_TO DO_
Pick out and copy each line of the listing below that contains the string "left", treating uppercase and lowercase letters as different.

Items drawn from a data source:
━━━━━━

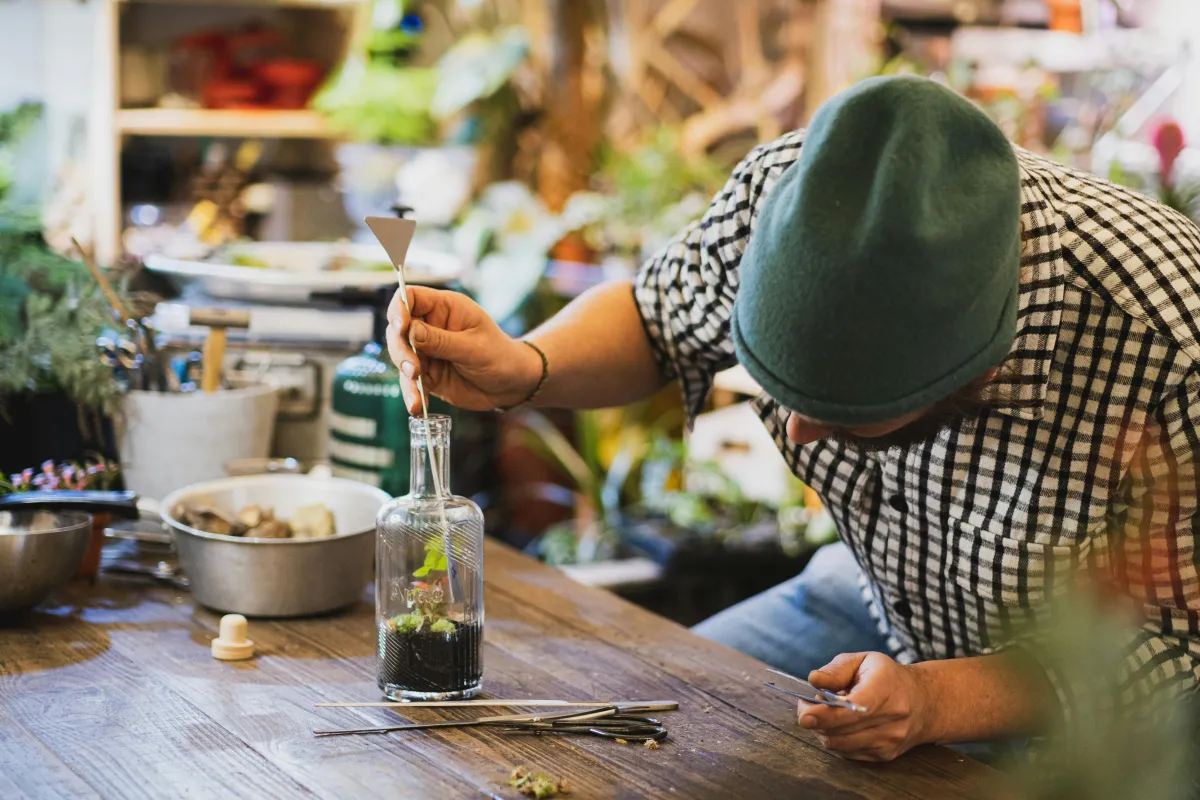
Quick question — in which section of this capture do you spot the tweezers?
[762,667,866,714]
[313,705,667,741]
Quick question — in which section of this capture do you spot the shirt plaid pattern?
[634,132,1200,734]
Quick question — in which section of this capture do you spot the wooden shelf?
[116,0,368,8]
[116,108,337,139]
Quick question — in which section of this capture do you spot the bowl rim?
[0,509,92,536]
[158,474,391,547]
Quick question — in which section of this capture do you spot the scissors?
[313,705,667,741]
[762,667,866,714]
[96,328,142,389]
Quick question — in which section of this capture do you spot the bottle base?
[383,681,484,703]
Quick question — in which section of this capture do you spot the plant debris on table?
[509,766,571,800]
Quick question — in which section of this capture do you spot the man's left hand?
[797,652,935,762]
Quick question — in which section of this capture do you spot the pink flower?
[1154,121,1184,186]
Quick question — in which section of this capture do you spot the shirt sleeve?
[634,132,804,425]
[1012,372,1200,734]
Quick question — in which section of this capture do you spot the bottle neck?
[408,432,450,498]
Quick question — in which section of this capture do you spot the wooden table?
[0,543,995,800]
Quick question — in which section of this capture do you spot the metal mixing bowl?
[0,511,91,613]
[160,475,390,616]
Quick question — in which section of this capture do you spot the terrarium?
[376,415,484,700]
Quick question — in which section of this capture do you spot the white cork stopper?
[212,614,254,661]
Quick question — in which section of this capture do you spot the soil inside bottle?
[379,621,484,697]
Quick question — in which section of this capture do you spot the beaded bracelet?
[496,339,550,411]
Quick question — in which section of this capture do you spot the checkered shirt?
[634,132,1200,734]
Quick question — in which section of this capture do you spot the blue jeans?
[692,542,1025,764]
[692,542,888,678]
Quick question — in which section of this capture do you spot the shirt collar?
[995,150,1066,420]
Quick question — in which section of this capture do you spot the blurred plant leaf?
[311,55,438,145]
[431,25,529,120]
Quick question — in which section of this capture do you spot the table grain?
[0,541,995,800]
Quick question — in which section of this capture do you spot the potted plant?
[0,455,120,581]
[563,127,728,269]
[0,101,120,473]
[312,0,528,239]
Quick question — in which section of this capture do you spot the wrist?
[905,663,948,745]
[497,339,548,410]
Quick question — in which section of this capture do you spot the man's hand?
[388,287,541,414]
[797,652,934,762]
[797,652,1054,762]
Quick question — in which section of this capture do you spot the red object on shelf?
[204,80,262,108]
[1153,120,1187,185]
[168,31,233,103]
[229,25,284,74]
[1046,0,1084,34]
[254,59,325,108]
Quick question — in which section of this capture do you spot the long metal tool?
[762,667,866,714]
[316,699,679,712]
[312,705,667,741]
[366,217,462,602]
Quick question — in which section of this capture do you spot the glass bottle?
[376,414,484,700]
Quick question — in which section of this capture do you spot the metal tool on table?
[96,333,142,389]
[71,239,175,392]
[313,703,672,741]
[188,308,250,393]
[313,698,679,711]
[762,667,866,714]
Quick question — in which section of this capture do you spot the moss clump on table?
[509,766,571,800]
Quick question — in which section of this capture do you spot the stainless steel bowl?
[0,511,91,613]
[160,475,390,616]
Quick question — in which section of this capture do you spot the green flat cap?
[732,77,1021,425]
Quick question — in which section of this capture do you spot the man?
[390,77,1200,760]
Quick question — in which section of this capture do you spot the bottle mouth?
[408,414,450,437]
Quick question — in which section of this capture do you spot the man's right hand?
[388,287,541,414]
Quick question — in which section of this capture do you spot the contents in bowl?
[173,500,337,539]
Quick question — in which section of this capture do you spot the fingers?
[408,318,475,363]
[809,652,870,692]
[385,289,420,374]
[797,700,871,730]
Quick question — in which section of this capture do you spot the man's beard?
[829,401,983,453]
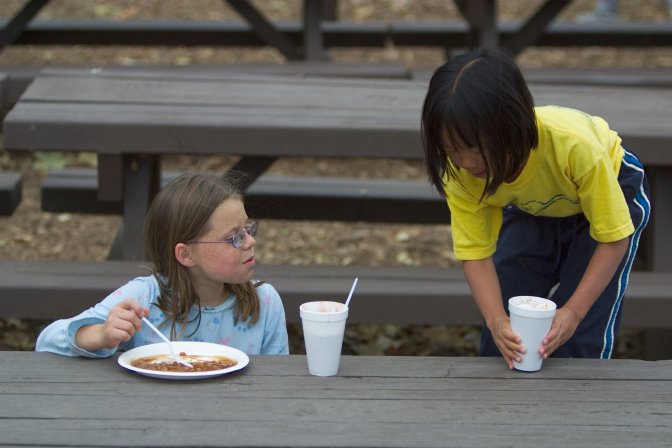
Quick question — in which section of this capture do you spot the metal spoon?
[142,317,194,369]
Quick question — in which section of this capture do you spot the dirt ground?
[0,0,672,358]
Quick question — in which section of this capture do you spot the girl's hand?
[539,306,581,359]
[490,315,526,369]
[101,299,149,348]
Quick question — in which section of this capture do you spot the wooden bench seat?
[0,260,672,329]
[41,168,450,224]
[4,71,672,270]
[0,61,411,117]
[0,171,23,216]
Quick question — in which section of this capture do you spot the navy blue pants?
[480,150,651,358]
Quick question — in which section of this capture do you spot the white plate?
[118,341,250,380]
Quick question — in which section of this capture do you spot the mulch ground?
[0,0,672,358]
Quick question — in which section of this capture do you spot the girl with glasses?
[36,173,289,358]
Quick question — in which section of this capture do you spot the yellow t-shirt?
[446,106,634,260]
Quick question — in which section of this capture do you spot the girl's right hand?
[490,315,526,370]
[101,299,149,348]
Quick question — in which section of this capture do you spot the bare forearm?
[464,258,506,328]
[75,324,110,352]
[565,238,628,320]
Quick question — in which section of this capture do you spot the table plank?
[0,352,672,447]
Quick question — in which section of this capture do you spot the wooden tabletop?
[0,352,672,448]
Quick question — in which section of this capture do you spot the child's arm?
[539,238,629,358]
[463,257,525,369]
[75,299,149,352]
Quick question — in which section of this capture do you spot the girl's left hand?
[539,307,581,359]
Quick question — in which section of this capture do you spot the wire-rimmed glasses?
[187,221,259,249]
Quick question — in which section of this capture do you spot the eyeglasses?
[187,221,259,249]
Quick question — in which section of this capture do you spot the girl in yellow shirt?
[422,49,651,368]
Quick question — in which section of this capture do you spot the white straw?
[345,277,359,308]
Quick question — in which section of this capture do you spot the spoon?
[142,317,194,369]
[345,277,359,308]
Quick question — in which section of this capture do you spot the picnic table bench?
[0,70,672,356]
[0,260,672,359]
[4,70,672,270]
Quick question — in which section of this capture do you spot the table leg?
[121,155,161,260]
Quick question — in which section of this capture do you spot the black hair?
[421,48,539,199]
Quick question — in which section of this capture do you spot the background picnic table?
[0,0,672,357]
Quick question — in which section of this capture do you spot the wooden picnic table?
[0,0,672,61]
[0,352,672,448]
[4,70,672,271]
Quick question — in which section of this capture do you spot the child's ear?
[175,243,196,267]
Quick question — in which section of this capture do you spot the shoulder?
[256,283,282,303]
[110,275,160,305]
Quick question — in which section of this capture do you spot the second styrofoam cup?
[299,301,348,376]
[509,296,556,372]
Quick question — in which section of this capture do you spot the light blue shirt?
[35,276,289,358]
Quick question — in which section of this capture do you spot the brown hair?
[145,173,260,339]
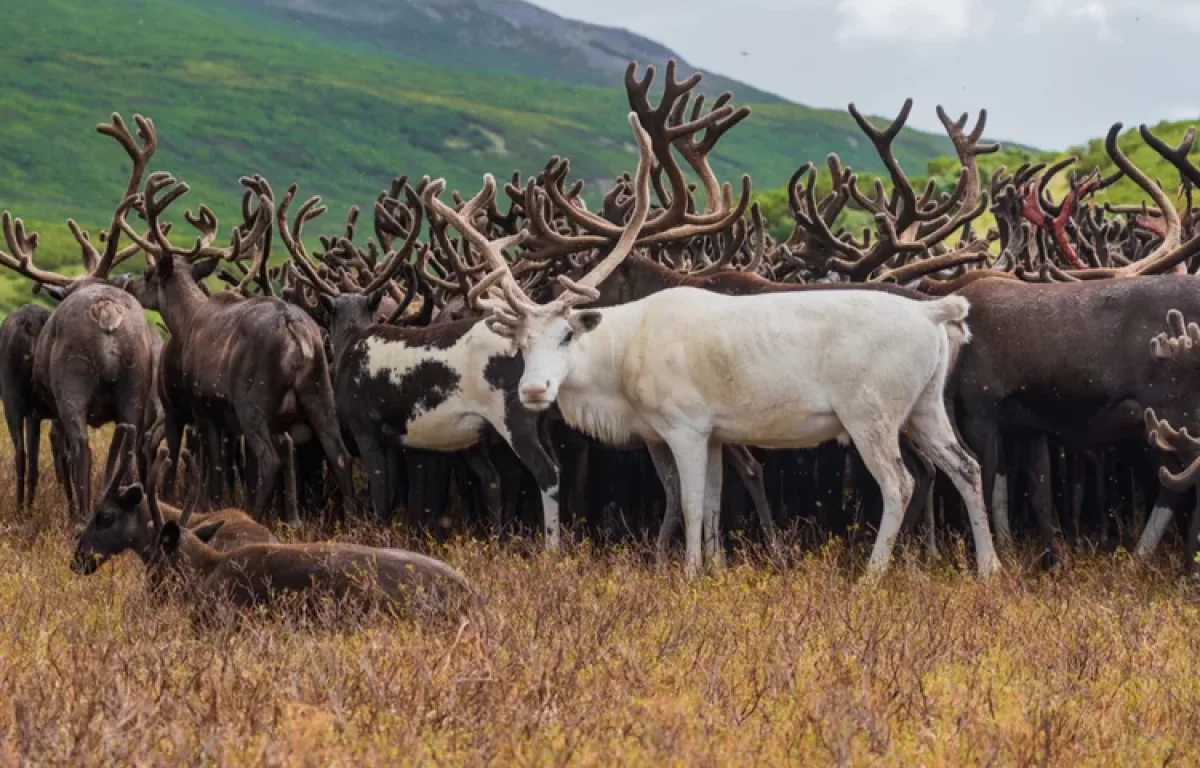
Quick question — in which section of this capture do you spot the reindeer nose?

━━━━━━

_RESULT FOR THIS EXERCISE_
Quick question — in which section of this capture do you spot the man's left hand?
Quick question — in which section of this capture do you spot the girl's left hand?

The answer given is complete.